Data entries:
********

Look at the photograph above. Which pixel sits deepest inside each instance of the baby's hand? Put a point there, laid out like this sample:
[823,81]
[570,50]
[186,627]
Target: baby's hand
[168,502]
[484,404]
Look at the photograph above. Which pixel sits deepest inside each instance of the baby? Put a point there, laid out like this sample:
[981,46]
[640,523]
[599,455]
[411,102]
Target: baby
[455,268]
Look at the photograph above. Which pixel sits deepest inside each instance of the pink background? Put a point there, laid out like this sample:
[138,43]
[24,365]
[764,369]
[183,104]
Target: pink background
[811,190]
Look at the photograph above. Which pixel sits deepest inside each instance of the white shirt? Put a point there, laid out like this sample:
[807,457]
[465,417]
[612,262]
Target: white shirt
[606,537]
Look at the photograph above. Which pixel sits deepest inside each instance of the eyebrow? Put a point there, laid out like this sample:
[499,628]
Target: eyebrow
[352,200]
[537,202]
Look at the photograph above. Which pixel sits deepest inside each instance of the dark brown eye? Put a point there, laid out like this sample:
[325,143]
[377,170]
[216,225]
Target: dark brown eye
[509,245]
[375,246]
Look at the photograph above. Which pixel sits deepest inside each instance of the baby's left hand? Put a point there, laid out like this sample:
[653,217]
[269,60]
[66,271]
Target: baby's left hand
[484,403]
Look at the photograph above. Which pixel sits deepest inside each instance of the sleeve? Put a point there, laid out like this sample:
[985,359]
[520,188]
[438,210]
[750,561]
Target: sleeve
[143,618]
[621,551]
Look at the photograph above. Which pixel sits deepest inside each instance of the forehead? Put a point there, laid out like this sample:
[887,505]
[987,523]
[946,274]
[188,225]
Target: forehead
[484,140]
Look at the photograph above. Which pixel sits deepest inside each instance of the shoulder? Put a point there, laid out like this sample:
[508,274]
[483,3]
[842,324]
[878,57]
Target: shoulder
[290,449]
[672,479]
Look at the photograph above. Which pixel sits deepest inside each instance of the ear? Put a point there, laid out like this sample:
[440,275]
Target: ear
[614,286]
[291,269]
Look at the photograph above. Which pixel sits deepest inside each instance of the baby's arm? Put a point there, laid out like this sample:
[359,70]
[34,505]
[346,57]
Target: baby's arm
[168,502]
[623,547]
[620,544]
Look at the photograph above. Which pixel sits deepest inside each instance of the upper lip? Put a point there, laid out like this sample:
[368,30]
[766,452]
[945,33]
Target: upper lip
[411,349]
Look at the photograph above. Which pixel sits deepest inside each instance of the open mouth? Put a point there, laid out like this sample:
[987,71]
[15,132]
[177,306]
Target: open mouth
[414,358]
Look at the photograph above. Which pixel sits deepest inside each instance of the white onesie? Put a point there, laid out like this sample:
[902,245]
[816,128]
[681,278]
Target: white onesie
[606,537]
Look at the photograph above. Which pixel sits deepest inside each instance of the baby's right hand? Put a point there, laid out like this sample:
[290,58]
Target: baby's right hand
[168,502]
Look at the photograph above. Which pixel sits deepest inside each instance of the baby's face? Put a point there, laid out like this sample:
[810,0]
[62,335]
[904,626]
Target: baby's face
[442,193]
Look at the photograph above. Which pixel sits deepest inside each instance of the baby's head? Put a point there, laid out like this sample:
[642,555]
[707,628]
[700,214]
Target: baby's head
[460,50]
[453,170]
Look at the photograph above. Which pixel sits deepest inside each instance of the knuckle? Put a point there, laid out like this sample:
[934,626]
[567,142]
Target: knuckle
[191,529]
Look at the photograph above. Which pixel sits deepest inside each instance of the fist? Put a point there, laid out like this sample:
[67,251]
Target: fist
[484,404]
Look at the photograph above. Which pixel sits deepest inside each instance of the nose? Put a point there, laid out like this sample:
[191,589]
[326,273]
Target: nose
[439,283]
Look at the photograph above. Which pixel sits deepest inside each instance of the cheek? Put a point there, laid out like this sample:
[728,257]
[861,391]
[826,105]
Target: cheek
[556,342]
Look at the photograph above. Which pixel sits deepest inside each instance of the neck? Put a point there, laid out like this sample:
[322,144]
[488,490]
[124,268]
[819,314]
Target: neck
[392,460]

********

Task goal> Would you reproduce the material above in full, exactly as given?

Complete response>
Look at the photograph above. Which pixel sits deepest inside each instance of the baby's hand? Put a point there, laid out like this sample:
[823,81]
[570,50]
[186,627]
Target: baby's hand
[168,502]
[484,404]
Look at the photograph above. Which pixel sits deepest inside each instance of the baby? Put a point there, laid out like this sample:
[981,46]
[640,523]
[599,455]
[411,102]
Target: baby
[455,268]
Look at the photograph above. Which pixel sits deepest inside each instance of the pink background? Put a point there, laid out like this sample:
[138,43]
[24,365]
[764,369]
[183,104]
Target: pink background
[811,190]
Look at the photograph above. Which pixel sits deepest inside each instance of the white shirt? Put a point there, laid out like this sample:
[807,457]
[465,417]
[612,262]
Target: white shirt
[606,537]
Look at the photograph above. Which pixel sits deepest inside each instance of the eyebrow? Put a point there, laid out like this sample:
[499,628]
Target: eyebrow
[352,200]
[537,202]
Look at the photograph above. Which pixel sits deepest inside each instance of the dark brown eye? Put a point there, laid out like this sample:
[325,143]
[377,170]
[216,225]
Target: dark brown eye
[509,245]
[375,246]
Look at the photograph above. Which pixel sits deepest inside each instance of the baby's left hand? Put a point there, laid out like this sample:
[653,217]
[269,60]
[66,271]
Target: baby's left hand
[484,403]
Look at the photograph above. Which pixel sits deepest inside each instance of the sleeve? Put a point there, laid out like this sample:
[985,359]
[520,188]
[438,210]
[750,561]
Target: sleeve
[143,618]
[621,551]
Look at the photograph above. Which pixel sits deepest inside each instance of the forehead? Put a point there, laid out like this sample:
[887,505]
[987,523]
[946,274]
[188,225]
Target: forehead
[484,140]
Look at the photograph above. Which pixel sits deepest inside each instance of the shoulder? Put a point there, laid out like this sample:
[508,274]
[483,3]
[842,324]
[878,57]
Target: shoulder
[290,449]
[672,479]
Look at the photograph above. Which pixel sits deepest inside each instance of the ear? Put a point there, laid out like this sample:
[440,275]
Target: ear
[614,286]
[291,269]
Look at the photograph above. Which pixel sits deepest inside each instance of the baby's arm? Put a point there, laid out like this sample:
[359,70]
[34,505]
[346,57]
Target: baby's arm
[168,502]
[623,547]
[620,544]
Look at the photograph above. Which pixel sits deepest inside each instance of the upper lip? Put a point there, laid out like this sample:
[368,30]
[766,452]
[945,33]
Target: upper lip
[411,349]
Look at the photograph above. Which pixel sits deepest inside each instance of the open mouth? Put a point there, laid out like this sample:
[987,71]
[15,132]
[177,306]
Target: open mouth
[414,358]
Look at the photograph above. Which pixel sits deepest inside each instance of the white onesie? Put a point there, laid out like this sample:
[902,245]
[816,128]
[681,278]
Target: white onesie
[606,537]
Look at the photograph above. Which pixel sits deepest inside each instance of the baby's right hand? Put a point there, laid out like this sample:
[290,58]
Target: baby's right hand
[168,502]
Look at the photograph above. Which pixel sits deepest inside each instance of the baby's face? Put a point there, laid out like this sample:
[810,0]
[62,335]
[904,626]
Target: baby's face
[442,193]
Look at the photograph above. Which pixel sits deepest inside each instance of the baby's head? Put a point there, laid out like this sample:
[642,555]
[707,628]
[700,214]
Target: baby's head
[460,50]
[453,170]
Look at the photograph above. Which pixel sits deepest inside each instance of the knuckle? Put a point there, laid out like this sample:
[934,626]
[567,142]
Target: knuckle
[191,529]
Look at the photograph above. Which pixel sits deepest inside each instance of the fist? Put a point there, laid out like this sample:
[67,251]
Target: fist
[484,404]
Look at the photograph above. Which pixel sits deepest inside each instance of the nose? Put a point there, laid out like this sample:
[191,589]
[326,273]
Target: nose
[439,283]
Look at the photograph above. Which pixel sits deepest inside each instance of the cheek? Put a point there, laid out like this sample:
[728,257]
[861,391]
[826,105]
Target: cheek
[556,342]
Look at the photograph above. Which pixel sits deepest inside each instance of the neck? Put a point there, laid out like this sample:
[322,144]
[488,490]
[124,268]
[819,314]
Target: neck
[392,460]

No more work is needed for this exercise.